Point-per-instance localization data
* * * * *

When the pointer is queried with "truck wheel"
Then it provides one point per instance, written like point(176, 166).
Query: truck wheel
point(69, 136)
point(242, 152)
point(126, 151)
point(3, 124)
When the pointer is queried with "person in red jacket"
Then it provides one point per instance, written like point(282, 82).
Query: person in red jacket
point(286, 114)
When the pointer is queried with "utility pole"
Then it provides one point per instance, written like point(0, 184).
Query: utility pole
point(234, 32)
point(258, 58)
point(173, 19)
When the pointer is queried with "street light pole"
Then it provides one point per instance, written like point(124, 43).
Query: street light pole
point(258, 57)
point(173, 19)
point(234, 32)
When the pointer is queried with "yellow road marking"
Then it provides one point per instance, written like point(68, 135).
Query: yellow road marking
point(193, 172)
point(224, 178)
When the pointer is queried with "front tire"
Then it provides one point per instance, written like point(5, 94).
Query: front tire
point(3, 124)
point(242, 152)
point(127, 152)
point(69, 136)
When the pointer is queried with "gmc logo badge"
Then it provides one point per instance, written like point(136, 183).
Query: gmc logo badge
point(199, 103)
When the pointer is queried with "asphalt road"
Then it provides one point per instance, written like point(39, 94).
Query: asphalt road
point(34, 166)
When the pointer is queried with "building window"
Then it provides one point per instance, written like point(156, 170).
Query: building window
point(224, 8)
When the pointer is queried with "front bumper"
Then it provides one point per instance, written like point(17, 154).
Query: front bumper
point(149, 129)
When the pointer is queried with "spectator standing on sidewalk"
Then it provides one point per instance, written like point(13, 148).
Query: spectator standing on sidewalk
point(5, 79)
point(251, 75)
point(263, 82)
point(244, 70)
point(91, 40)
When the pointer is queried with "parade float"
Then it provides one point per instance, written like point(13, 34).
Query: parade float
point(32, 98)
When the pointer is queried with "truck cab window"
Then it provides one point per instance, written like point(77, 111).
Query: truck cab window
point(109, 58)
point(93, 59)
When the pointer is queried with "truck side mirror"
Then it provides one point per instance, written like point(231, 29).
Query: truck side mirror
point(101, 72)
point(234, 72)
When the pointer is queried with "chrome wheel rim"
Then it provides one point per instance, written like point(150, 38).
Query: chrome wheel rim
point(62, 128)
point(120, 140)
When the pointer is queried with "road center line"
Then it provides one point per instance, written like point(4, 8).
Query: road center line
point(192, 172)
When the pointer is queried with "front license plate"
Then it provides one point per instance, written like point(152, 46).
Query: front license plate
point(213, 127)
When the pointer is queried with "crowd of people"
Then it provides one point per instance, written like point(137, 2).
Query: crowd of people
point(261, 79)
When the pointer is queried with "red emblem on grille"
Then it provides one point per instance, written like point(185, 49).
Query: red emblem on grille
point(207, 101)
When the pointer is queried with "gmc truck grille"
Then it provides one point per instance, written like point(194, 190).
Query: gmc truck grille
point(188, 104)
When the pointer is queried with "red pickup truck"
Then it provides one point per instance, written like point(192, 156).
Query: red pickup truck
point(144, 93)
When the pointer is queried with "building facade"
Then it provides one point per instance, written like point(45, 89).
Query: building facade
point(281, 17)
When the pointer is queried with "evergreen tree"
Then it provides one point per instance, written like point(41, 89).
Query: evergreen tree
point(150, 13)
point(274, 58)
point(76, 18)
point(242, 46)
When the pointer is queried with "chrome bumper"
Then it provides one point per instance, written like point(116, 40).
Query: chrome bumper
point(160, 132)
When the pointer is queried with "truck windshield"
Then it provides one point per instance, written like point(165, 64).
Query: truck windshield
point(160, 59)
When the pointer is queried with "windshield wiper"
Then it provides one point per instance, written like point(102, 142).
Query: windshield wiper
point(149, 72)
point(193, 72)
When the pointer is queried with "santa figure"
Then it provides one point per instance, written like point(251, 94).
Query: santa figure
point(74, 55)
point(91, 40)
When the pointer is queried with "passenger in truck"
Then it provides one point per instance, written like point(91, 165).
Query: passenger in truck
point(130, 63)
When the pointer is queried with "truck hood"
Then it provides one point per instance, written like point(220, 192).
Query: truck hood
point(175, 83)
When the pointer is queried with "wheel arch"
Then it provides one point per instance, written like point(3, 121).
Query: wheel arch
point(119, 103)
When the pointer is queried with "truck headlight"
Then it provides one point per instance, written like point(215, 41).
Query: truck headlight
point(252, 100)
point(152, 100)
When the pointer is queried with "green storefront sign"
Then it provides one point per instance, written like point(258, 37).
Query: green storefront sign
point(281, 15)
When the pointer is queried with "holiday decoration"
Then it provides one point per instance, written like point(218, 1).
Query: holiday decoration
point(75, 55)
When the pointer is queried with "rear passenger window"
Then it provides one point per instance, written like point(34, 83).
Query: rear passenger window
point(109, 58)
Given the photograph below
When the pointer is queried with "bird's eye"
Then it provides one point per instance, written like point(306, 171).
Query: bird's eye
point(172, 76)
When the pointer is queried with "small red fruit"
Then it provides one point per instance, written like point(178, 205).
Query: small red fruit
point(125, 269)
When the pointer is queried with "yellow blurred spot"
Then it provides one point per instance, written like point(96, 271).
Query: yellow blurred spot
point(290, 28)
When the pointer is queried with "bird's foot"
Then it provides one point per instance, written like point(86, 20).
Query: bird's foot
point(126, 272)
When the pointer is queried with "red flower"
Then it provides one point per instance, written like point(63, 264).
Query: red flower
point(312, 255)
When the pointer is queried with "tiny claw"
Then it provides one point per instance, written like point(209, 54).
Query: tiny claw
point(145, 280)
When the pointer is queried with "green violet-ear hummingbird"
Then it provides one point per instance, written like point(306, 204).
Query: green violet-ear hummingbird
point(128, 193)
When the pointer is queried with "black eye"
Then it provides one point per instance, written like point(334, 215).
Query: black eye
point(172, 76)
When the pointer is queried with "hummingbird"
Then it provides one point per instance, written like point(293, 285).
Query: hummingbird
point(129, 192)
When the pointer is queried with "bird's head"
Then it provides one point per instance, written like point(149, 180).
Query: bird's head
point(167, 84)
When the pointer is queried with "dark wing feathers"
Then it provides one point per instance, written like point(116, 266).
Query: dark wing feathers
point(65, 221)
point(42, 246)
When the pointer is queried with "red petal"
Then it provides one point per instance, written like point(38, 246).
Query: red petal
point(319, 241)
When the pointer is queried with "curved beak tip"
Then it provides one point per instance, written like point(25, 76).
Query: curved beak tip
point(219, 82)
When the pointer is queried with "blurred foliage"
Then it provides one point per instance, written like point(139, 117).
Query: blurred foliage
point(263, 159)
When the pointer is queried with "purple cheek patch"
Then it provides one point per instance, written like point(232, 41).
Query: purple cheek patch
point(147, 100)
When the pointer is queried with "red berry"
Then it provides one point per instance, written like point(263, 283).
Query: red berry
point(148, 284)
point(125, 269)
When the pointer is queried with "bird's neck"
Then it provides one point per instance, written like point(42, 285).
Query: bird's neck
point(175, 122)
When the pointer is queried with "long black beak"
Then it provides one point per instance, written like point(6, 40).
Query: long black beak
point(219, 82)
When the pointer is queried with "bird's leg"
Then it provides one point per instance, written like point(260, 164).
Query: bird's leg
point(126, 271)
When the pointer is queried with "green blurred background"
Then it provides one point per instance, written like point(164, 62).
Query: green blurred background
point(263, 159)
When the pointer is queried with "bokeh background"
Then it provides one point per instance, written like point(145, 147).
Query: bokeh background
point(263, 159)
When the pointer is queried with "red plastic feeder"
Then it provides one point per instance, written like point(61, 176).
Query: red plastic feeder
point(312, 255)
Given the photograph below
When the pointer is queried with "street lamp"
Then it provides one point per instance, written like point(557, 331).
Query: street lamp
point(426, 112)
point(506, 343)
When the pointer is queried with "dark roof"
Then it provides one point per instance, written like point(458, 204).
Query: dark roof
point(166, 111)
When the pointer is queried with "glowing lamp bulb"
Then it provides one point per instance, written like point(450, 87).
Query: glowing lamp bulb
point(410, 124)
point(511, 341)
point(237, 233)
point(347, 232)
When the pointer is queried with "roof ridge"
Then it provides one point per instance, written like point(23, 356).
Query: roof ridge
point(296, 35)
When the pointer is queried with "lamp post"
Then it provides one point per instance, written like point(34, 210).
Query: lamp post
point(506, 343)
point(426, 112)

* * * * *

WHAT TO DO:
Starting at the first line of the records above, please copy every line exactly through the line containing "like point(124, 43).", and stop there.

EXPECTED ANSWER:
When the pointer is queried with "truck wheel"
Then it provides one point per instance, written like point(176, 166).
Query: truck wheel
point(69, 136)
point(242, 152)
point(126, 151)
point(3, 124)
When the pointer is queried with "person in red jacket"
Then it provides one point per instance, written like point(282, 82).
Query: person in red jacket
point(286, 114)
When the pointer is queried with "utility pole"
Then it provides one point per instance, written like point(0, 184).
Query: utility pole
point(234, 32)
point(258, 58)
point(173, 19)
When the pointer is queried with "street light pole"
Then it provides one point per instance, written like point(124, 43).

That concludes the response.